» **TASK**
Report how many lines in the material below contain the word "person", and give only the number.

» **DATA PROVIDED**
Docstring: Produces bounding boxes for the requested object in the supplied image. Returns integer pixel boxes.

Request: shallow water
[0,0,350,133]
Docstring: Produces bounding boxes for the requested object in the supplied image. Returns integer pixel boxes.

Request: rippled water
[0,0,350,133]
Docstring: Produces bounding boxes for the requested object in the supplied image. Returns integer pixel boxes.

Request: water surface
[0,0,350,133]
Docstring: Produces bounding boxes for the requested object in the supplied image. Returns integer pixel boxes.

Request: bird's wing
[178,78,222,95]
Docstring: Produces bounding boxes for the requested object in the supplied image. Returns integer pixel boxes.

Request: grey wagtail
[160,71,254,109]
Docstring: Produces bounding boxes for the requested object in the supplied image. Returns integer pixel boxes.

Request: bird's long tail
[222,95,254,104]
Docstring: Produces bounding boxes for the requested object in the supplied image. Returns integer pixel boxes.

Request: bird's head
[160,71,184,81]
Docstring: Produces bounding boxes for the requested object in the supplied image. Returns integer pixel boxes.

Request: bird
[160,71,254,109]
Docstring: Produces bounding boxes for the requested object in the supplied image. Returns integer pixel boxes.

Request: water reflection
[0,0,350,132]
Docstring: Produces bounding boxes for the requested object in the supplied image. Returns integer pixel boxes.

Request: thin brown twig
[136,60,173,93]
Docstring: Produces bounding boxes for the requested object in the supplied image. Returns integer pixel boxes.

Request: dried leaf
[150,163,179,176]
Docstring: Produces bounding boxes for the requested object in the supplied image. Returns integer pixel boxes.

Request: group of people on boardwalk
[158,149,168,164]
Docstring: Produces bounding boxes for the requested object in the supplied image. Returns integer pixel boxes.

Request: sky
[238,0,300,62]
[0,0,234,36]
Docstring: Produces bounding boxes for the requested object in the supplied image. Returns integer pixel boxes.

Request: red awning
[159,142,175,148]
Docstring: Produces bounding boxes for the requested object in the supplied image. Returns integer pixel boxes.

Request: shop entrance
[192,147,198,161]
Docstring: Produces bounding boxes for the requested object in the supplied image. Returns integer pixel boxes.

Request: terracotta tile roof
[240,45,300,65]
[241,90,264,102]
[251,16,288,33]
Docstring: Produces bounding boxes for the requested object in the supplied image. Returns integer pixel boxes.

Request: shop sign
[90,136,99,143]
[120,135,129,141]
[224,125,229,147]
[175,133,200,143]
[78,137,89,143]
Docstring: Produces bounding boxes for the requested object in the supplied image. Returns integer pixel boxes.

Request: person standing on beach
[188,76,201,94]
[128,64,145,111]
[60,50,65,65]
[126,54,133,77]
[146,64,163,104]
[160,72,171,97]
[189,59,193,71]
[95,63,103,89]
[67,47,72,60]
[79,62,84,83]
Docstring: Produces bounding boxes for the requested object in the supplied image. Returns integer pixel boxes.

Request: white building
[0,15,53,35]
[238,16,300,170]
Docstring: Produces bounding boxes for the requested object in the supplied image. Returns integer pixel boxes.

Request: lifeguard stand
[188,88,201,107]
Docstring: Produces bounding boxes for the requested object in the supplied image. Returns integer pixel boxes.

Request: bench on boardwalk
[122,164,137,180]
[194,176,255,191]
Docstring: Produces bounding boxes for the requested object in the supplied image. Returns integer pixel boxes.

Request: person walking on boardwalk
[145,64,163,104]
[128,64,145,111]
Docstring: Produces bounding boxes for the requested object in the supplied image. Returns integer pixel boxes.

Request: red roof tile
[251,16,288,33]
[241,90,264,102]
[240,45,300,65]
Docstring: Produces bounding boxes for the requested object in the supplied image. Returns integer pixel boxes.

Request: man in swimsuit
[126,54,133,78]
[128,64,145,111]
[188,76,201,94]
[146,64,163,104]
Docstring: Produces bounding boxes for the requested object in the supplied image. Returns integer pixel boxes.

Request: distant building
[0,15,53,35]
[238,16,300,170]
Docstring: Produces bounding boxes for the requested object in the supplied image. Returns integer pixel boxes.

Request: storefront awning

» **RESPONSE FOR THIS EXERCISE**
2